--- start Supplied passage ---

[Bucardo-general] master slave not syncing after db upgrade. (triggers disabled)

Mon Aug 13 13:53:29 UTC 2012

On Sat, 11 Aug 2012 18:18:25 -0500
Rosser Schwarz <rosser.schwarz at gmail.com> wrote:

> Can you connect to your Bucardo database and say "SELECT
> validate_all_syncs();" and report what happens?
> 
> rls
> 
> On Mon, Aug 6, 2012 at 3:57 PM, jtkells <jtkells at verizon.net> wrote:
> > On Mon, 6 Aug 2012 09:27:32 -0400
> > jtkells <jtkells at verizon.net> wrote:
> >
> >> Hi,
> >>
> >> I'm having a bit of trouble here getting a master to slave
> >> replication environment working after a database schema upgrade.
> >> I am using bucardo 4.4.8 on a postgreSQL 8..4.8 database
> >>
> >> I have been running this master slave configuration for a long
> >> time. We recently updated our schema(adding a lot of new columns
> >> etc. to a lot of tables). To accommodate these changes I performed
> >> the following steps:
> >> 1) I stop bucardo
> >> 2) I remove all tables from bucardo
> >> 3) I remove the herd that these tables belonged to
> >> On the database side (Master)

--- end Supplied passage ---

Challenge 1: Display every line of the entries that contains the string "building".
The thread above and the entries after it have no connection to each other.

--- start Records shown ---

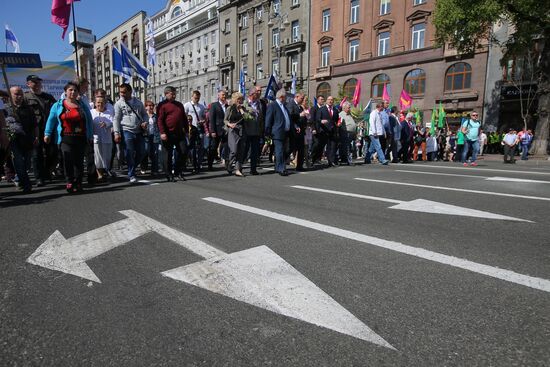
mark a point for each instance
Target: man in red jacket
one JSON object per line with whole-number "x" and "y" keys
{"x": 172, "y": 122}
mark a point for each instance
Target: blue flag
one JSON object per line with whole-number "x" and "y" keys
{"x": 117, "y": 65}
{"x": 131, "y": 64}
{"x": 272, "y": 88}
{"x": 242, "y": 86}
{"x": 11, "y": 39}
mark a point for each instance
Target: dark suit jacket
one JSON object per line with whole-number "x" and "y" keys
{"x": 275, "y": 121}
{"x": 216, "y": 116}
{"x": 294, "y": 114}
{"x": 324, "y": 114}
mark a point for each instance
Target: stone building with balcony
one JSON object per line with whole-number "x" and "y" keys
{"x": 131, "y": 33}
{"x": 392, "y": 43}
{"x": 186, "y": 43}
{"x": 261, "y": 38}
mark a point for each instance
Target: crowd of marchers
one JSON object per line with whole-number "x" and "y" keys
{"x": 76, "y": 136}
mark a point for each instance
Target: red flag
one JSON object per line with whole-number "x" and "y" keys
{"x": 385, "y": 95}
{"x": 357, "y": 93}
{"x": 61, "y": 14}
{"x": 405, "y": 100}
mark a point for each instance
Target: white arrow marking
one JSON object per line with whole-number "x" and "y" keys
{"x": 517, "y": 196}
{"x": 259, "y": 277}
{"x": 70, "y": 256}
{"x": 420, "y": 205}
{"x": 503, "y": 274}
{"x": 509, "y": 179}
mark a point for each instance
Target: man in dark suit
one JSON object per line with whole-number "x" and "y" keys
{"x": 278, "y": 125}
{"x": 218, "y": 136}
{"x": 299, "y": 119}
{"x": 327, "y": 121}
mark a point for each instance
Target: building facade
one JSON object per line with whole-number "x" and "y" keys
{"x": 131, "y": 33}
{"x": 262, "y": 38}
{"x": 391, "y": 43}
{"x": 186, "y": 43}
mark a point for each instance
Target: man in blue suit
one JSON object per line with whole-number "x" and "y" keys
{"x": 278, "y": 125}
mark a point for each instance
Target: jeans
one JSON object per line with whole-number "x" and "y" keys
{"x": 375, "y": 146}
{"x": 135, "y": 147}
{"x": 21, "y": 162}
{"x": 474, "y": 146}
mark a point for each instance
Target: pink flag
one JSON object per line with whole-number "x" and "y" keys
{"x": 405, "y": 100}
{"x": 61, "y": 14}
{"x": 385, "y": 95}
{"x": 357, "y": 93}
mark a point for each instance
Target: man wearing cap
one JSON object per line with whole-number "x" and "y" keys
{"x": 44, "y": 156}
{"x": 254, "y": 127}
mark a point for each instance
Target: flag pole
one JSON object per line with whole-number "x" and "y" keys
{"x": 75, "y": 42}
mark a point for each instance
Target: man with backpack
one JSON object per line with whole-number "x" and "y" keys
{"x": 471, "y": 128}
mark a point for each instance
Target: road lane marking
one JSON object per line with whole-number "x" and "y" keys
{"x": 419, "y": 205}
{"x": 486, "y": 169}
{"x": 486, "y": 178}
{"x": 491, "y": 271}
{"x": 518, "y": 196}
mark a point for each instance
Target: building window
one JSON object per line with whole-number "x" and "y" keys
{"x": 275, "y": 37}
{"x": 295, "y": 31}
{"x": 377, "y": 87}
{"x": 419, "y": 33}
{"x": 415, "y": 82}
{"x": 276, "y": 6}
{"x": 326, "y": 20}
{"x": 323, "y": 89}
{"x": 294, "y": 63}
{"x": 349, "y": 88}
{"x": 354, "y": 12}
{"x": 176, "y": 12}
{"x": 325, "y": 56}
{"x": 385, "y": 7}
{"x": 383, "y": 43}
{"x": 275, "y": 67}
{"x": 458, "y": 77}
{"x": 353, "y": 50}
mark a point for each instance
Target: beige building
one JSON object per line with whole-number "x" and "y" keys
{"x": 261, "y": 38}
{"x": 186, "y": 43}
{"x": 385, "y": 42}
{"x": 131, "y": 33}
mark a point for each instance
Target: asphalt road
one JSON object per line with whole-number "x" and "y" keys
{"x": 432, "y": 312}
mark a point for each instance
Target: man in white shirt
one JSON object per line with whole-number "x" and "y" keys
{"x": 376, "y": 131}
{"x": 196, "y": 136}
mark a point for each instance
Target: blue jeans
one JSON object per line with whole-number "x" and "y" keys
{"x": 135, "y": 148}
{"x": 375, "y": 146}
{"x": 470, "y": 144}
{"x": 280, "y": 164}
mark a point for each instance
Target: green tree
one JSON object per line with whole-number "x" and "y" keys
{"x": 465, "y": 24}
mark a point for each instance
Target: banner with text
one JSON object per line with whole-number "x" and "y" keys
{"x": 54, "y": 76}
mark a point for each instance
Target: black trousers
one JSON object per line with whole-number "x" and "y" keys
{"x": 177, "y": 145}
{"x": 73, "y": 161}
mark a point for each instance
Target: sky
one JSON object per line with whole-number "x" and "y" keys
{"x": 30, "y": 21}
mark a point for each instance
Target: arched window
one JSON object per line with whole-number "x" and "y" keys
{"x": 349, "y": 88}
{"x": 415, "y": 82}
{"x": 176, "y": 12}
{"x": 378, "y": 85}
{"x": 458, "y": 77}
{"x": 323, "y": 89}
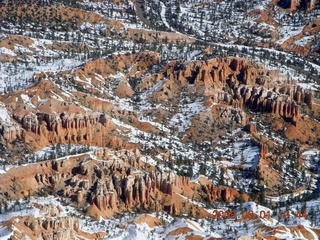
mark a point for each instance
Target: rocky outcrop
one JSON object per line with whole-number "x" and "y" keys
{"x": 225, "y": 193}
{"x": 10, "y": 132}
{"x": 296, "y": 4}
{"x": 238, "y": 83}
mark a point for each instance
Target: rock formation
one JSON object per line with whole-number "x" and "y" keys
{"x": 296, "y": 4}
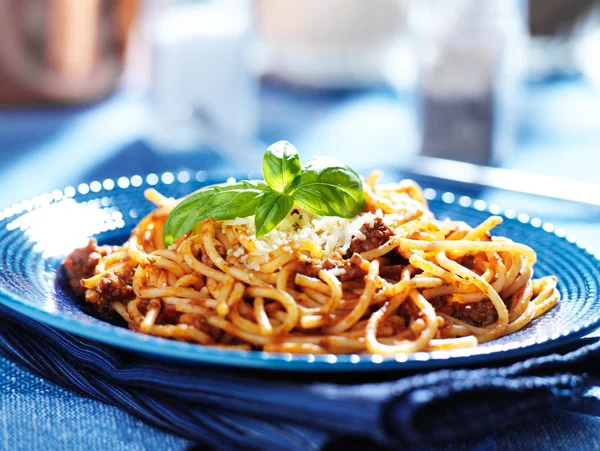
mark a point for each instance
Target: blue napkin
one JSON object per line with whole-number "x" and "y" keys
{"x": 230, "y": 408}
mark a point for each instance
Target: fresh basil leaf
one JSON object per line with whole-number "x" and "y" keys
{"x": 271, "y": 210}
{"x": 330, "y": 188}
{"x": 281, "y": 166}
{"x": 219, "y": 202}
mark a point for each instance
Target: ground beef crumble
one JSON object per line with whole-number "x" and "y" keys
{"x": 376, "y": 235}
{"x": 474, "y": 313}
{"x": 114, "y": 286}
{"x": 80, "y": 264}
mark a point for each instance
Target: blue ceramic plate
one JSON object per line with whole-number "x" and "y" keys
{"x": 35, "y": 236}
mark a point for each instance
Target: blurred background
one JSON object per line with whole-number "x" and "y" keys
{"x": 494, "y": 99}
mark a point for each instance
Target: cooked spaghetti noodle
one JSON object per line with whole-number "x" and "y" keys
{"x": 392, "y": 280}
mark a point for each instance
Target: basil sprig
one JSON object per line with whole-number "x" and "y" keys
{"x": 323, "y": 186}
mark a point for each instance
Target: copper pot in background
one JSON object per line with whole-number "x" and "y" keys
{"x": 62, "y": 51}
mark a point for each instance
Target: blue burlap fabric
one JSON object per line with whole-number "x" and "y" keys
{"x": 229, "y": 408}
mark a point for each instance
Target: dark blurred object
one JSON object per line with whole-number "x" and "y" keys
{"x": 471, "y": 62}
{"x": 558, "y": 29}
{"x": 555, "y": 17}
{"x": 62, "y": 51}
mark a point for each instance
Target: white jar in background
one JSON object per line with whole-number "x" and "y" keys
{"x": 201, "y": 83}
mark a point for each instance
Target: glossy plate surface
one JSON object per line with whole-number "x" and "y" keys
{"x": 35, "y": 235}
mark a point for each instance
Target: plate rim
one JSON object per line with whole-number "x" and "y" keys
{"x": 194, "y": 354}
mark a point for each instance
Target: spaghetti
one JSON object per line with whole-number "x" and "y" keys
{"x": 392, "y": 280}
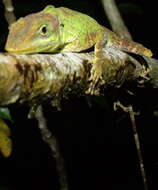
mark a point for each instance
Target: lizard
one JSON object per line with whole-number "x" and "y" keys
{"x": 61, "y": 29}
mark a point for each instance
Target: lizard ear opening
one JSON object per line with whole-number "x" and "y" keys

--- end Records shown ---

Challenge 2:
Answer these questions using the thread:
(a) Which SQL statement did Rosser Schwarz ask to have run against the Bucardo database?
(b) Which version of Bucardo does jtkells report using?
(c) What was the second step jtkells performed to accommodate the schema changes?

Answer 1:
Target: stone building with balcony
Target: building facade
Target: building window
Target: beige building

Answer 2:
(a) SELECT validate_all_syncs();
(b) Bucardo 4.4.8
(c) Removing all tables from bucardo